Task brief »
Transcribe each of the entries exactly.

Natural language region descriptions »
=-=-=-=-=

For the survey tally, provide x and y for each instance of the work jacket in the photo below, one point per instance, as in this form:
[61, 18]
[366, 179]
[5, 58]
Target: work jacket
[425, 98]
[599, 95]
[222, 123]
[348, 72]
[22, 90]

=-=-=-=-=

Response to the exercise »
For the survey tally, provide x and y for each instance of the work jacket in the photo below, one point per instance, as in this form:
[61, 18]
[366, 179]
[5, 58]
Target: work jacket
[425, 98]
[599, 95]
[222, 123]
[348, 72]
[22, 90]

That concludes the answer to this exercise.